═══ EXCERPTED RECORDS

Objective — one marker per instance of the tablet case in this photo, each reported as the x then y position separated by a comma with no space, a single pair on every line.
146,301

══════
═══ EXCERPTED RECORDS

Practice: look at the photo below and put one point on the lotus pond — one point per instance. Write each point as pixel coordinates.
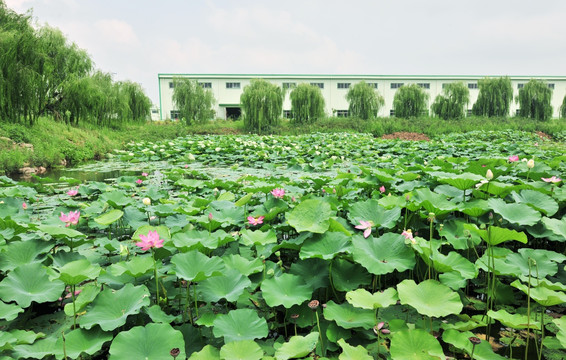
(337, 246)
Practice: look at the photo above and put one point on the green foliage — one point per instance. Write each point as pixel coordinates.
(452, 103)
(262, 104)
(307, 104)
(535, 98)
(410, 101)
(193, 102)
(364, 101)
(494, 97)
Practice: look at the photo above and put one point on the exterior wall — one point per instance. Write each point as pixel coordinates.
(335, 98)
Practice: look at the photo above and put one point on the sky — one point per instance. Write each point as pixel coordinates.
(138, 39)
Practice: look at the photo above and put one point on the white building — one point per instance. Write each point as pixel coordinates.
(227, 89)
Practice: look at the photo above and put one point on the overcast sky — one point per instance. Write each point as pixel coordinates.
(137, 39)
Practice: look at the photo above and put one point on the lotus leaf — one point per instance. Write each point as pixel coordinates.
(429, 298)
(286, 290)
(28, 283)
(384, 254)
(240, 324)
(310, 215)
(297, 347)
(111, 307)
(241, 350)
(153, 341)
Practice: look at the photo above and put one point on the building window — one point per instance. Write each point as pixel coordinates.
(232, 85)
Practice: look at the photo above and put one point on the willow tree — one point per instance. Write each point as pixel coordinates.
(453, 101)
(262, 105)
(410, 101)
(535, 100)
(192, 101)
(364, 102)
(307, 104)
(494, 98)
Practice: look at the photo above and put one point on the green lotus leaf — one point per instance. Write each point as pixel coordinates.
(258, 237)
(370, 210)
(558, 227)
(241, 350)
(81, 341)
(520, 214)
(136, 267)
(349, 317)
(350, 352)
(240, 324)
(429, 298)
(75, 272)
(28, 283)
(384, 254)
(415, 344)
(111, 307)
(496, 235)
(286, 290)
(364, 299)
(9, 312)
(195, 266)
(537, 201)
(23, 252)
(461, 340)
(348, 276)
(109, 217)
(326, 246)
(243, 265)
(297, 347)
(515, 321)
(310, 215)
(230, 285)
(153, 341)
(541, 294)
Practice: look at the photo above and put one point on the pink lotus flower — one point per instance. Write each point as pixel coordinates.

══════

=== GOAL ===
Please print the rows from the line containing "on the white" through the line containing "on the pink", both included, reproduced word for word.

=== SOLUTION TO THE PROBLEM ===
Practice: look at the photo above and put one point on the white building — one point per instance. Write each point as pixel coordinates.
(227, 89)
Practice: look at the photo above and put one point on the overcast sky — one point per instance. Write each point as pixel coordinates.
(137, 39)
Practice: look at the photo above and put one point on the lotus leaf — one point per instance. Write each point as pixel coordinates.
(429, 298)
(286, 290)
(28, 283)
(384, 254)
(240, 324)
(310, 215)
(297, 347)
(111, 307)
(241, 350)
(153, 341)
Practice: look at the photo above and put one point on the building window — one point per instance. Write each point as pixel coordinates.
(232, 85)
Practice: look at the photo above and put one point on the willow tree — one point per instance. Write each point as pixel coordinates.
(453, 101)
(262, 105)
(410, 101)
(535, 100)
(192, 101)
(364, 102)
(307, 104)
(494, 98)
Practice: look at the photo above and put one point on the green lotus leaf — one point per instance. Write each point as pixel coordinates.
(258, 237)
(370, 210)
(558, 227)
(241, 350)
(81, 341)
(520, 214)
(136, 267)
(349, 317)
(350, 352)
(240, 324)
(429, 298)
(75, 272)
(28, 283)
(384, 254)
(415, 344)
(111, 307)
(496, 235)
(286, 290)
(364, 299)
(9, 312)
(195, 266)
(537, 201)
(23, 252)
(461, 340)
(348, 276)
(109, 217)
(326, 246)
(243, 265)
(297, 347)
(515, 321)
(310, 215)
(230, 285)
(153, 341)
(541, 294)
Practice: look at the photo above and put one point on the pink lotus flower — one point per instance. Write each point as pixel coordinates.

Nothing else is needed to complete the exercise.